Please count how many lines in the items below contain the word "yellow", and reply with that number alone.

┌────────

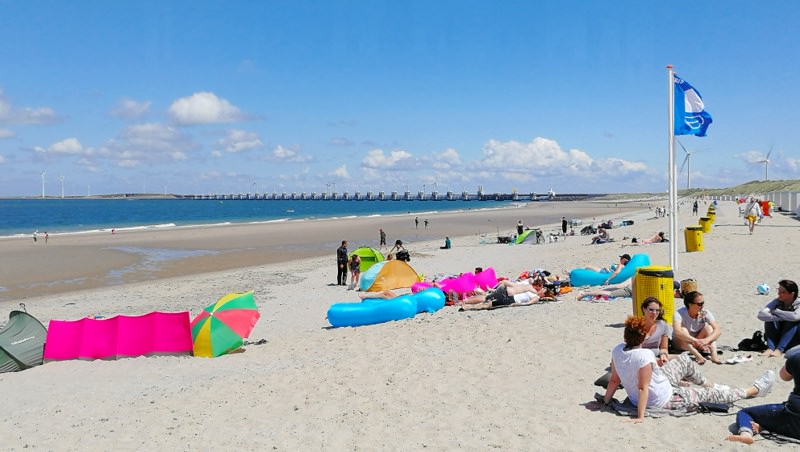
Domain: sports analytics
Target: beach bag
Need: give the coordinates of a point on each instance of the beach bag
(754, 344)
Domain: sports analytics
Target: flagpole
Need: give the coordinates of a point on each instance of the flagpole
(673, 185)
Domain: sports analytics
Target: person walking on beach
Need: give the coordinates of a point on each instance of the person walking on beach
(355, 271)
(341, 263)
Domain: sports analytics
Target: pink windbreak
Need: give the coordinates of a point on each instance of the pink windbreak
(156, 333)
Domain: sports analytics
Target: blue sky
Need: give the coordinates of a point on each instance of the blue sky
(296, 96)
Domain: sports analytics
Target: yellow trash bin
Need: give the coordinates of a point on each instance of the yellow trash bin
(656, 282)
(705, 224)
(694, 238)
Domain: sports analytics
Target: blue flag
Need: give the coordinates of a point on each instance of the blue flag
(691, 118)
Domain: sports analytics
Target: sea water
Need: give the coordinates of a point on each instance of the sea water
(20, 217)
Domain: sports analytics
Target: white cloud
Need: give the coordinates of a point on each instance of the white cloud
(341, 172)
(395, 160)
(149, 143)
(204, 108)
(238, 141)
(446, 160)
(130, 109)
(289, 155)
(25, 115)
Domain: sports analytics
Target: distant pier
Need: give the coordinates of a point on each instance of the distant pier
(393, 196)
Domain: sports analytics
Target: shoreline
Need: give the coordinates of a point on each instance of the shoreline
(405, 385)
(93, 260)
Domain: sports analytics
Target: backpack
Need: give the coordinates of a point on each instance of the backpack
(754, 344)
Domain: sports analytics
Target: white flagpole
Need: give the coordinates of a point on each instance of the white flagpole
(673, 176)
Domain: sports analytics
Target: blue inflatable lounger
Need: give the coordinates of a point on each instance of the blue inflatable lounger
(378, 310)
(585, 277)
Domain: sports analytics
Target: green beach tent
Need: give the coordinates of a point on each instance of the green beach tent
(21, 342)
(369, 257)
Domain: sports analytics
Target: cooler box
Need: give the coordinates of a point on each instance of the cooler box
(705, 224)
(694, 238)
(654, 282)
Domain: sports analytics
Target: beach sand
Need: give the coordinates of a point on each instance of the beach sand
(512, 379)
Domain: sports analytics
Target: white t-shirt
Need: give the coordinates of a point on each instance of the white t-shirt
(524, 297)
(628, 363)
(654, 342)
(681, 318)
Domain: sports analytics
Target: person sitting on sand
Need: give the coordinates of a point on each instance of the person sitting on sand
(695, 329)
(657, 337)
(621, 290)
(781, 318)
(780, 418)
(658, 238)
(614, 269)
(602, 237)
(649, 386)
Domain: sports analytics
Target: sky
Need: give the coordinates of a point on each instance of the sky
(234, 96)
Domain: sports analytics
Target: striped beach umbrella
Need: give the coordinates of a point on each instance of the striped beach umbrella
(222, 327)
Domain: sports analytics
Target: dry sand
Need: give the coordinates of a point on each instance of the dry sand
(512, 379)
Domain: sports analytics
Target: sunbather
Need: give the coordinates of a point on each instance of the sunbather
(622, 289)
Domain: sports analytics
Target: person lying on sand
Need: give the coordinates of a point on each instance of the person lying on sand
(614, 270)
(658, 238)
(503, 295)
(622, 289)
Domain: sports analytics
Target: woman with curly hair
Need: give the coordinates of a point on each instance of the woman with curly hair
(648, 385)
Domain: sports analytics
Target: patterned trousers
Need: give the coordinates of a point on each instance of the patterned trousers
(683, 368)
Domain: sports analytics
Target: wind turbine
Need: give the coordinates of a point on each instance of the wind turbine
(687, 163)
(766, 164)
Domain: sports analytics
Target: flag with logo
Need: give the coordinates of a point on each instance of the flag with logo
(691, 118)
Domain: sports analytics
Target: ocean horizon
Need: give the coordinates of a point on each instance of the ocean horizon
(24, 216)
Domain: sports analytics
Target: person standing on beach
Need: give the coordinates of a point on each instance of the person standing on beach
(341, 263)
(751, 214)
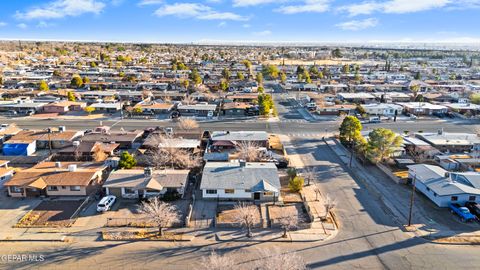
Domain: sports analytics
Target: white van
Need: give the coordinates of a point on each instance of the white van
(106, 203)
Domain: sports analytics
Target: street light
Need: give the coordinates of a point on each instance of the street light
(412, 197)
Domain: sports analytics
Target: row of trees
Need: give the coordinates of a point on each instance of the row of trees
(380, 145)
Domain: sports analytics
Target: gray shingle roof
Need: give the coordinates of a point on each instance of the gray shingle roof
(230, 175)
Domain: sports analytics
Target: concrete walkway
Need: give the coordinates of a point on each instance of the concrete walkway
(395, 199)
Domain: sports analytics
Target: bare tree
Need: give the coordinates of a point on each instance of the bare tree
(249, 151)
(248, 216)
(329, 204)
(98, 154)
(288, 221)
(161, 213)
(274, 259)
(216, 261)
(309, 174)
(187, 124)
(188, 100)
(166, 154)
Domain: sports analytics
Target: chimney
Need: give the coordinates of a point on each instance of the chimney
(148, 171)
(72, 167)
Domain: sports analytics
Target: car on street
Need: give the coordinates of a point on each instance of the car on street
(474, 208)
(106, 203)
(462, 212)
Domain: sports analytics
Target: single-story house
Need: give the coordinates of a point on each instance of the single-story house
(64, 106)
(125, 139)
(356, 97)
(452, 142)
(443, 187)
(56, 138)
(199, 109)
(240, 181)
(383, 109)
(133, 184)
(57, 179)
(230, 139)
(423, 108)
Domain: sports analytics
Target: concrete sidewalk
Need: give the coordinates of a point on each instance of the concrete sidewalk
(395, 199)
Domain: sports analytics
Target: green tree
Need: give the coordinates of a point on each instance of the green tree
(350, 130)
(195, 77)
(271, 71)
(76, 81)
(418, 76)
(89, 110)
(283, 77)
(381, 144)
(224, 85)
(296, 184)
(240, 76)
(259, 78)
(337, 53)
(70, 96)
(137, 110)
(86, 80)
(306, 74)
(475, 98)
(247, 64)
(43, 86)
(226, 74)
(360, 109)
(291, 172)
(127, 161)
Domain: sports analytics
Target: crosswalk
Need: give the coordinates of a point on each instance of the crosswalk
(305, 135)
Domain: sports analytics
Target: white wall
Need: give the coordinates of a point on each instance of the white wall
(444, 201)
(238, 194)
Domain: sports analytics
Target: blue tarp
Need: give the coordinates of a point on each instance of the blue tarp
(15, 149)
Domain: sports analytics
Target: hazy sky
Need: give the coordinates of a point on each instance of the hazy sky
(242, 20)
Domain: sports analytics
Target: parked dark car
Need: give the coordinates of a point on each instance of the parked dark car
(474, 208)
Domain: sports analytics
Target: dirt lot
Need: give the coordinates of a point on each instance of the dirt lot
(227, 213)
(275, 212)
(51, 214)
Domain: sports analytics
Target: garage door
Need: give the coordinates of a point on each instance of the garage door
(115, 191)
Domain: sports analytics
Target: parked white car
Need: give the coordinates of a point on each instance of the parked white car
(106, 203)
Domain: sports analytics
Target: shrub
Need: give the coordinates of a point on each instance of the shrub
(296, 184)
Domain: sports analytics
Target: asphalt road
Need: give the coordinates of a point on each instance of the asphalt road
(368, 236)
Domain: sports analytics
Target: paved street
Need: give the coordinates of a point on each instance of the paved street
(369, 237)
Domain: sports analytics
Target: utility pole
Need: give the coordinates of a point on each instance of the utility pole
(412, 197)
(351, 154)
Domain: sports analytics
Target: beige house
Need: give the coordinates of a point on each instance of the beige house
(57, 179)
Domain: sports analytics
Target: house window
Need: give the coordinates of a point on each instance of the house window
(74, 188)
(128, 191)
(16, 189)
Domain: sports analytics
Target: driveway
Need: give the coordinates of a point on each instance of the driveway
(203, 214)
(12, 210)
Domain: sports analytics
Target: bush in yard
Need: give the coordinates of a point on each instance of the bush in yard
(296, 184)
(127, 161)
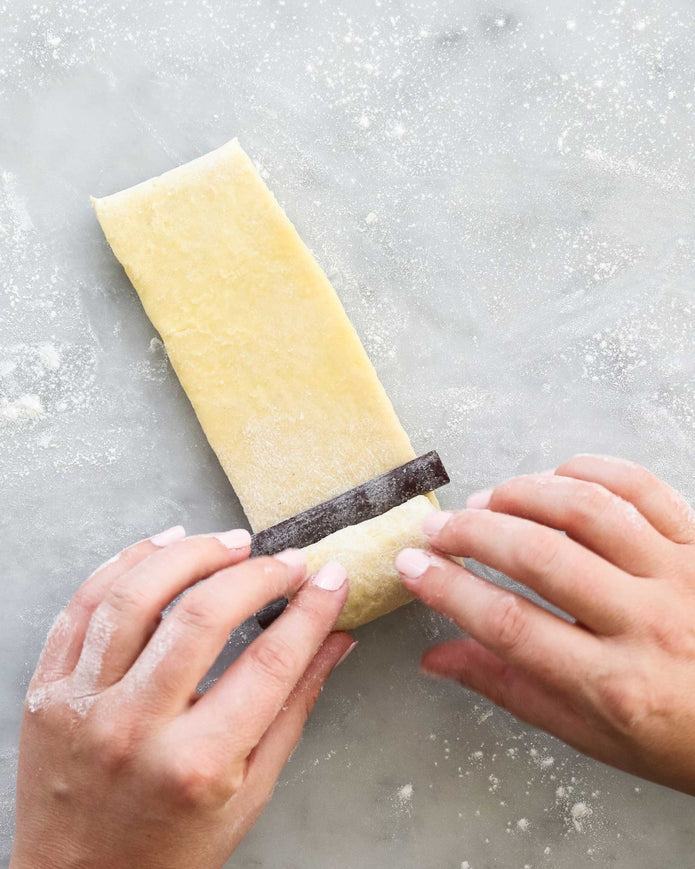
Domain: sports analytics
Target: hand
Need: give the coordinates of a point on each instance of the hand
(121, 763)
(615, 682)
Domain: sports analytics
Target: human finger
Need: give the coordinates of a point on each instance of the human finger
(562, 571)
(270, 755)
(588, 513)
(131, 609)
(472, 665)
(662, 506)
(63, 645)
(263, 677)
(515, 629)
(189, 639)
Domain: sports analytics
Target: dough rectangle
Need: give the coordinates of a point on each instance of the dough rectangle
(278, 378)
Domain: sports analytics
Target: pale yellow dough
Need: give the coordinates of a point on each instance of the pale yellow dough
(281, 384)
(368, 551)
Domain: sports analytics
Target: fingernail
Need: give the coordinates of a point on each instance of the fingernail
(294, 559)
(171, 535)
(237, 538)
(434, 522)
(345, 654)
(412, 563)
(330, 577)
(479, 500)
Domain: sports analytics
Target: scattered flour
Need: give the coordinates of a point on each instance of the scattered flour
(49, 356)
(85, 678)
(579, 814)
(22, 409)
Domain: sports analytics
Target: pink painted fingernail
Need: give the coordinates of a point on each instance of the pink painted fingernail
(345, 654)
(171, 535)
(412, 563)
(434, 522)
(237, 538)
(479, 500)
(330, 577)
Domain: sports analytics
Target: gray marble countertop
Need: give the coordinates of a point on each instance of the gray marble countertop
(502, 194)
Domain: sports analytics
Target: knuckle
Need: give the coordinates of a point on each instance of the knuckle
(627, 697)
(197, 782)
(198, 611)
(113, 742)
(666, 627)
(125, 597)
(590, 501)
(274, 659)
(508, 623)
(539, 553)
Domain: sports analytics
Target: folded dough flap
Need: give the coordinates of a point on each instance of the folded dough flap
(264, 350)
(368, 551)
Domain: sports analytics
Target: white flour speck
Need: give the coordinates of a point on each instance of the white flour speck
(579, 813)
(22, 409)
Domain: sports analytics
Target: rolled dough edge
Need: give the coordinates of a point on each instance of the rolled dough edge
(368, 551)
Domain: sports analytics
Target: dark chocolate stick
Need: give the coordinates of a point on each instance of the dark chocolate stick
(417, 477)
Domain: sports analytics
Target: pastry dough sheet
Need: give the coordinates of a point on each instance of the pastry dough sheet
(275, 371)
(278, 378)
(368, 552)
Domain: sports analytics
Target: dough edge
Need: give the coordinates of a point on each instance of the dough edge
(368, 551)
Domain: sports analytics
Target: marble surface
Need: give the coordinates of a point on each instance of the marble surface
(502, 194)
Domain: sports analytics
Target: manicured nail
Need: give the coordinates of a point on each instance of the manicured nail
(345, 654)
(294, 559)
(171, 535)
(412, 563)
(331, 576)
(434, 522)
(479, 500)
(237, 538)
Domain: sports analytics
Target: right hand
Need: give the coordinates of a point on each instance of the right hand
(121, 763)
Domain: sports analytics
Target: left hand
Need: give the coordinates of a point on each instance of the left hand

└────────

- FULL SOLUTION:
4